• Consigne A:
Renvoie, sans les modifier, toutes les lignes des enregistrements qui contiennent le mot « front ».

• Texte fourni:

┄┄┄┄┄┄┄┄┄┄

Partager la publication "Fabrice Amedeo (navigateur) : « Je vais profiter du Vendée Globe pour réaliser des mesures de la pollution marine »"
Fabrice Amedeo revient tout juste du sommet du Kilimandjaro, en Tanzanie. Le navigateur, qui prépare le prochain Vendée Globe et sera fin octobre au départ de la Transat Jacques Vabre, s’est mis au défi de gravir la plus haute montagne d’Afrique (5 895 mètres) afin de répondre à une triple problématique. D’une part, terminer une longue phase de préparation physique en sortant de sa zone de confort. Ensuite, cet objectif avait une dimension symbolique : « après avoir fait naufrage en novembre dernier, je voulais montrer qu’on peut rebondir et passer de la chute au sommet. »
Enfin, Fabrice Amedeo – qui navigue sur un Imoca 60 pieds – a couplé cette ascension du Kilimandjaro avec une démarche scientifique. À l’instar de ce qu’il peut faire sur son bateau lors de ses courses, il a profité de sa présence sur le toit de l’Afrique pour réaliser des prélèvements (sur les glaciers aux sommets mais aussi dans la rivière qui coule à ses pieds). Des prélèvements qui seront analysés d’ici une quinzaine de jours par la société nantaise Tame Water, experte en bio-essais et dans l’analyse de l’eau.

┄┄┄┄┄┄┄┄┄┄

• Ensemble d'enregistrements:

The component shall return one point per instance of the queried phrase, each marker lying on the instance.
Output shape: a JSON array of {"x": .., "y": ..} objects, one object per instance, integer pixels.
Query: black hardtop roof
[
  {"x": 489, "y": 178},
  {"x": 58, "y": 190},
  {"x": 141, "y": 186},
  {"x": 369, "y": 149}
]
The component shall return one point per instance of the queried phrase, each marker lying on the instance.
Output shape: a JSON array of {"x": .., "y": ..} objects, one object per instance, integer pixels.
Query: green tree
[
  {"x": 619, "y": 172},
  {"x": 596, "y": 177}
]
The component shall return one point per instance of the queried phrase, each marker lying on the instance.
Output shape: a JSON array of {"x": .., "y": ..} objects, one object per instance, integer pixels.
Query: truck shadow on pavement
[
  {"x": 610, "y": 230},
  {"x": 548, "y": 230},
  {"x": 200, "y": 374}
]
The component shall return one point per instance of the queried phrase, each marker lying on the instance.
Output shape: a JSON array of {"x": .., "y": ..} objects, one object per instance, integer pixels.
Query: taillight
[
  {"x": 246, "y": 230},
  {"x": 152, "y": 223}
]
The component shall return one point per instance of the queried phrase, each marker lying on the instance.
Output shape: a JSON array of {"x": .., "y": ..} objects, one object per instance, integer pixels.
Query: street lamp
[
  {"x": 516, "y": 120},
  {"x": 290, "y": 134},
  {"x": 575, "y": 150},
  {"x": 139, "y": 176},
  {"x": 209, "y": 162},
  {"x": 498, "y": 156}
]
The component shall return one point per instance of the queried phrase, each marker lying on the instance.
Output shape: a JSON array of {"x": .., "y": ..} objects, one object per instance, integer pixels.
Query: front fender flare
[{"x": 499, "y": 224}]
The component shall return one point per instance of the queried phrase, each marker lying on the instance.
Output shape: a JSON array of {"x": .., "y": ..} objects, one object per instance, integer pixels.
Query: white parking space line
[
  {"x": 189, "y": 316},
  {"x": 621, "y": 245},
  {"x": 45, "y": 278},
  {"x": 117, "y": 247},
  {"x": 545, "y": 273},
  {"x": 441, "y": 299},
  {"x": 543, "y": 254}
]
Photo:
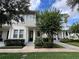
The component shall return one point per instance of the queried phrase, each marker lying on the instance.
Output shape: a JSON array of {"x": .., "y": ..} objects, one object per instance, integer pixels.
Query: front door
[
  {"x": 0, "y": 35},
  {"x": 30, "y": 35}
]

┄┄┄┄┄┄┄┄┄┄

• Consigne B:
D'après le texte sur Fabrice Amedeo, quels buts son ascension du Kilimandjaro devait-elle remplir ? Énumère-les tous.

• Résultat attendu A:
Query: front fender flare
Query: front door

• Résultat attendu B:
- Terminer une longue phase de préparation physique en sortant de sa zone de confort.
- Donner une dimension symbolique à l'ascension : après son naufrage de novembre dernier, montrer qu'on peut rebondir et passer de la chute au sommet.
- Mener une démarche scientifique en réalisant des prélèvements sur les glaciers du sommet et dans la rivière qui coule au pied de la montagne.